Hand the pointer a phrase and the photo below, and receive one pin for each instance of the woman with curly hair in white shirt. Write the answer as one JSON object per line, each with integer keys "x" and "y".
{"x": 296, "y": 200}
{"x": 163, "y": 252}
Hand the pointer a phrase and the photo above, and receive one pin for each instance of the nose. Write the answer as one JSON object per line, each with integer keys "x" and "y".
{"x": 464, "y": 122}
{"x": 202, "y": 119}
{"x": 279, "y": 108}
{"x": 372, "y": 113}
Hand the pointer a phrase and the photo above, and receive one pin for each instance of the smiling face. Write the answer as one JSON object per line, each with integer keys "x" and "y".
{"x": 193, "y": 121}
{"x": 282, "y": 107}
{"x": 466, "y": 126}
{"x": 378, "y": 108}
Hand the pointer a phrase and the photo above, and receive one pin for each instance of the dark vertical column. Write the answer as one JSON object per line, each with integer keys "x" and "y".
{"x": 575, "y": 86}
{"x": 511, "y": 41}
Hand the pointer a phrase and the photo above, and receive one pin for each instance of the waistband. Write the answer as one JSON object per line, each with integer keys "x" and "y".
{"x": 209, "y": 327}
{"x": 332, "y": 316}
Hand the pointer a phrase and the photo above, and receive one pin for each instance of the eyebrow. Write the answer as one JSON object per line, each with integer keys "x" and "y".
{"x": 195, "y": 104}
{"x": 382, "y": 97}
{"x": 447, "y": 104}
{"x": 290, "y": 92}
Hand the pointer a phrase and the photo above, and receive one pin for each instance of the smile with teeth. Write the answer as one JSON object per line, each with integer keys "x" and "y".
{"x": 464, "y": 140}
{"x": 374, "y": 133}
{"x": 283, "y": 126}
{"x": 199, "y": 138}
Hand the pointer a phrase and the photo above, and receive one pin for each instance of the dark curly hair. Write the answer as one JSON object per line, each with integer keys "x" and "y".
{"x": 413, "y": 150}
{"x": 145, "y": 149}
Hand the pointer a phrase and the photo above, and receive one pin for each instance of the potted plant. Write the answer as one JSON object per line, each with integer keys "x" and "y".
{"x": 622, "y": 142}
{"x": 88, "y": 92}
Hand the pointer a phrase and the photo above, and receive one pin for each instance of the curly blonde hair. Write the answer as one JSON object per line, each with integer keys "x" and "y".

The problem: All of the records need to be returned exactly as they are.

Response area:
Hand the pointer a phrase and the photo below, and receive one pin for each instance of the woman with curly hair in white shirt. Write the answer as one JSON object per line, each with integer keys "x" and "y".
{"x": 296, "y": 200}
{"x": 163, "y": 252}
Hand the pointer a phrase and the photo above, and receive one pin for each instance of the nose. Write the answer as one JSON object per line, each with integer keys "x" and "y".
{"x": 464, "y": 122}
{"x": 202, "y": 119}
{"x": 279, "y": 108}
{"x": 372, "y": 113}
Hand the pointer a phrase and the photo above, and receive one pin for each instance of the smiling face. Write the answer as one JSON object per line, each with integer keys "x" and "y".
{"x": 193, "y": 121}
{"x": 282, "y": 107}
{"x": 466, "y": 126}
{"x": 378, "y": 108}
Hand the pointer a phrase and the photo above, and receive one pin for each instance of the dark vertical column. Write the answer as one JSON object per line, each with integer keys "x" and "y".
{"x": 575, "y": 86}
{"x": 511, "y": 41}
Hand the pointer a phrase and the photo above, and receive one pin for each instance of the waistband. Write the answer as one JSON object per line, each with integer keys "x" and "y".
{"x": 209, "y": 327}
{"x": 332, "y": 316}
Hand the pointer a phrase and the photo above, and receive one pin for each instance of the eyebrow. Write the answer as one JSON object per line, each with integer keys "x" and "y".
{"x": 195, "y": 104}
{"x": 382, "y": 97}
{"x": 447, "y": 104}
{"x": 290, "y": 92}
Hand the pointer a phrase and the photo above, and receive one pin for each instance of the smile with teeth. Write the answer as one JSON object per line, each with integer keys "x" and "y".
{"x": 464, "y": 140}
{"x": 374, "y": 133}
{"x": 283, "y": 126}
{"x": 199, "y": 138}
Hand the pointer a phrase and the photo above, and receive one pin for each instance of the dark curly hair. Write the answer as one JSON object per line, each with integer keys "x" and "y".
{"x": 413, "y": 150}
{"x": 145, "y": 149}
Hand the pointer a phrase and the photo above, and receive one pin for each instance of the potted plant. Write the answer as one JSON object per line, each with integer keys "x" and "y".
{"x": 622, "y": 142}
{"x": 88, "y": 92}
Hand the pointer a phrase and the photo above, and receive one pin for each instance of the curly blonde hair. Write the answer as one JSON object per line, each with integer keys "x" and "y".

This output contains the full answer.